Format the records as a JSON list of strings, one string per line with blank lines skipped, beginning at the first line of the records and stopping after the line that contains "pixel 873 523".

[A run of records]
————
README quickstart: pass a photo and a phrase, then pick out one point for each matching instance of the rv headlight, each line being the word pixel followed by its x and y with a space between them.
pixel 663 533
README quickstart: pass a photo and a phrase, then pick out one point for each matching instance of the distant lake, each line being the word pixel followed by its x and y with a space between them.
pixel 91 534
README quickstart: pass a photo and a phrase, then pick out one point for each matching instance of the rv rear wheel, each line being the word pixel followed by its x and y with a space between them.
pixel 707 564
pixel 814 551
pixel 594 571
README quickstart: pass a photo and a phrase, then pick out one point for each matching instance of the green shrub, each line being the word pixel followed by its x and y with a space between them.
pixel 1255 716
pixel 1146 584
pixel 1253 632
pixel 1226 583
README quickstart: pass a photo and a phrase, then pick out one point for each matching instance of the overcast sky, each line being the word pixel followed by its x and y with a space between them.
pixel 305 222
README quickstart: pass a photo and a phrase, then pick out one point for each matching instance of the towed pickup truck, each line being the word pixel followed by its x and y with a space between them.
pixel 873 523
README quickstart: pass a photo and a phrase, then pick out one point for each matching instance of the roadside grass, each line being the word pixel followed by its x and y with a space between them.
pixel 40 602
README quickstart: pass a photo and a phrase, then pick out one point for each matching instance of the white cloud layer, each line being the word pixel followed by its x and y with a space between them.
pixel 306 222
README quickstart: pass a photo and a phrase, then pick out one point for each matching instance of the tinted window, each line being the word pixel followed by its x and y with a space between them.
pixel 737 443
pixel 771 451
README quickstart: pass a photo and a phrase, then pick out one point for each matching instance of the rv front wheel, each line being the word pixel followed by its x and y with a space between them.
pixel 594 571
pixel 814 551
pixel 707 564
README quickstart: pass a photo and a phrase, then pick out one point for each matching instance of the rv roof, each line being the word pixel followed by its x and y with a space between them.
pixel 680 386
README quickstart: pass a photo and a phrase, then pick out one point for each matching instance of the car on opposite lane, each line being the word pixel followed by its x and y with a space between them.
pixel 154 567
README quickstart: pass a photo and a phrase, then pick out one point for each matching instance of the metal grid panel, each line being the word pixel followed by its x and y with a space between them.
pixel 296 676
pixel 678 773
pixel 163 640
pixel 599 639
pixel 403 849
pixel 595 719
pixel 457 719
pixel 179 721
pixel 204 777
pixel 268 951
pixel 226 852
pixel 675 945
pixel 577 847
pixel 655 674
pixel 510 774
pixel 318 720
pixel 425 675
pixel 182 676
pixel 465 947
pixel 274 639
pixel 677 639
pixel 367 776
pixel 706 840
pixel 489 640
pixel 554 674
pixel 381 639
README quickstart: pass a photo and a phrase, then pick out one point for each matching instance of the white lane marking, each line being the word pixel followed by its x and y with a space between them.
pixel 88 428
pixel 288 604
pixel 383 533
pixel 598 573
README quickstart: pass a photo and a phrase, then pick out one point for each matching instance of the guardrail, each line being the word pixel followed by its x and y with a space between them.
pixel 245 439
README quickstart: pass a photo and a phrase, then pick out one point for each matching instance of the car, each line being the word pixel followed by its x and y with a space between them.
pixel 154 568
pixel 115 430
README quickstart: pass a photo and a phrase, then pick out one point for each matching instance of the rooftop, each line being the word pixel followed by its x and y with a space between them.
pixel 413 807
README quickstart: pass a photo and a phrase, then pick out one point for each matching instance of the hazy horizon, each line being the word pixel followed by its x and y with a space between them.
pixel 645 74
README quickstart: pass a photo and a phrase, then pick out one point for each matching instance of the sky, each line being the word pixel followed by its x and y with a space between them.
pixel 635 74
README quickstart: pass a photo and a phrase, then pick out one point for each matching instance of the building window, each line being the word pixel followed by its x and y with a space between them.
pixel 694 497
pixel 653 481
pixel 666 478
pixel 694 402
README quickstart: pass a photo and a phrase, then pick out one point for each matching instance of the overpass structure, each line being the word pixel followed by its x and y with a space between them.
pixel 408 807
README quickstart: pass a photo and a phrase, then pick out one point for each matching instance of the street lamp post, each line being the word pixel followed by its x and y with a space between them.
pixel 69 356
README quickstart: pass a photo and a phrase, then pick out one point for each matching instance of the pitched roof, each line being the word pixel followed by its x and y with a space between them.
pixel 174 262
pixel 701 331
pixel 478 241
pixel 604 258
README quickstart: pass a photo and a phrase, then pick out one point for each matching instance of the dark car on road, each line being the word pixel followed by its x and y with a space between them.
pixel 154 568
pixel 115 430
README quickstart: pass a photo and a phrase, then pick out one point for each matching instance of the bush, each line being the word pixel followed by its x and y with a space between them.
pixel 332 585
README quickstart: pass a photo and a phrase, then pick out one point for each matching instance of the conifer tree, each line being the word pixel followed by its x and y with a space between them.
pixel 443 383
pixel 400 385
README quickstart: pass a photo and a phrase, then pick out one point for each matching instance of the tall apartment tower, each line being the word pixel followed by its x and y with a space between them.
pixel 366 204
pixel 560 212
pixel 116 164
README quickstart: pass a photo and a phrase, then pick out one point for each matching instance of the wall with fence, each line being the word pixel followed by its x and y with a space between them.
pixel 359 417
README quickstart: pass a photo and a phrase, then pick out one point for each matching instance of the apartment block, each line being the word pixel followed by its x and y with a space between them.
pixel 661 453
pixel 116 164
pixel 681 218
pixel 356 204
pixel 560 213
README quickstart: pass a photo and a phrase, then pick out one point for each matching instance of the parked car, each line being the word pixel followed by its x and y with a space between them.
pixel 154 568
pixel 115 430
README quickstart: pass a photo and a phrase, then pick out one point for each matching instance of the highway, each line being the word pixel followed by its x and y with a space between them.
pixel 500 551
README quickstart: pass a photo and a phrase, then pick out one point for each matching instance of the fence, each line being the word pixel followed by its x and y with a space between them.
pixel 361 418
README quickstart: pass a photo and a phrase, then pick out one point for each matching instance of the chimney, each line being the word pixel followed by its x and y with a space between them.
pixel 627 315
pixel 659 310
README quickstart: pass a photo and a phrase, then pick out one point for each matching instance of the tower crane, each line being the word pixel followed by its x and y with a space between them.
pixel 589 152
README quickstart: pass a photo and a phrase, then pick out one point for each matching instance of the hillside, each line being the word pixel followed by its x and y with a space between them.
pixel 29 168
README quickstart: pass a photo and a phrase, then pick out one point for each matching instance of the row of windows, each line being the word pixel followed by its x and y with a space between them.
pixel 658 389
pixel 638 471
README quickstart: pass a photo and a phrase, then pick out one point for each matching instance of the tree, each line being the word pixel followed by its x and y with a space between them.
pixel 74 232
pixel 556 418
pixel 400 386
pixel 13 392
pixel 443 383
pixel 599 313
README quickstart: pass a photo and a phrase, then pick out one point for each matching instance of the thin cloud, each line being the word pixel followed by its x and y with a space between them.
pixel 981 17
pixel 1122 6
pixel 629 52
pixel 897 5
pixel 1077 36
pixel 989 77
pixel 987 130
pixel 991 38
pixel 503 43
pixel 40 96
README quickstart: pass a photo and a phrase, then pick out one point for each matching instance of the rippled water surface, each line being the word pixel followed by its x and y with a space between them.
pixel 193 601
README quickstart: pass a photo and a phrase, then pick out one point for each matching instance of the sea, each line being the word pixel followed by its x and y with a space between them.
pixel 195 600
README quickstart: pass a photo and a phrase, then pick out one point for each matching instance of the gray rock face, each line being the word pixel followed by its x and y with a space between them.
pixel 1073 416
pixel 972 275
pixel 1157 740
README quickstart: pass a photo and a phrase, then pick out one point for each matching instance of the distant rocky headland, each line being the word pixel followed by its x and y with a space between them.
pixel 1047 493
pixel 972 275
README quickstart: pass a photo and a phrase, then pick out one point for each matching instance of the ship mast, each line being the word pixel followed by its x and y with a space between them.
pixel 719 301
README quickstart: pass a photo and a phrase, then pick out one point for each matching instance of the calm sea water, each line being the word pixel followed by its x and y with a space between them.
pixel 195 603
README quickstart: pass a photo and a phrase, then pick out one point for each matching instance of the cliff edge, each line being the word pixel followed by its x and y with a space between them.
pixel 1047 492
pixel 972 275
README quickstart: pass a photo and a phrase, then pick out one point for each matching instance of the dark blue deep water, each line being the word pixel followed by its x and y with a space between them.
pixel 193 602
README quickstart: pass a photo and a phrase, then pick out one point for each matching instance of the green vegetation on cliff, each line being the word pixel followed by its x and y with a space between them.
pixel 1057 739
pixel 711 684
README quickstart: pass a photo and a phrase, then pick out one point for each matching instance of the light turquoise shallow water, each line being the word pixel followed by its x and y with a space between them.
————
• Worked answer:
[
  "README quickstart: pass a photo and a phrase, then pick out one point for each matching instance of the rv headlight, each line being the word pixel followed by its x and y with a space between them.",
  "pixel 663 533",
  "README quickstart: pass a photo and a phrase, then pick out one point for each matching instance of the distant lake, each line being the word pixel followed by its x and y with a space between them.",
  "pixel 91 534",
  "README quickstart: pass a photo and a phrase, then pick out one point for each matching instance of the rv rear wheel, each line being the word pixel followed by its x and y with a space between them.",
  "pixel 707 564",
  "pixel 814 551",
  "pixel 594 571",
  "README quickstart: pass a photo and a phrase, then pick out one point for each matching instance of the green shrub, each line being the word pixel followed by its x and y with a space between them.",
  "pixel 1255 716",
  "pixel 1146 584",
  "pixel 1253 632",
  "pixel 1226 583",
  "README quickstart: pass a photo and a phrase, then pick out one point for each matching instance of the overcast sky, each line being the word pixel followed by its x and y with a space between them.",
  "pixel 305 222",
  "README quickstart: pass a photo and a phrase, then pick out one point for each matching instance of the towed pickup truck, each line being the word pixel followed by its x and y with a space between them.",
  "pixel 873 523"
]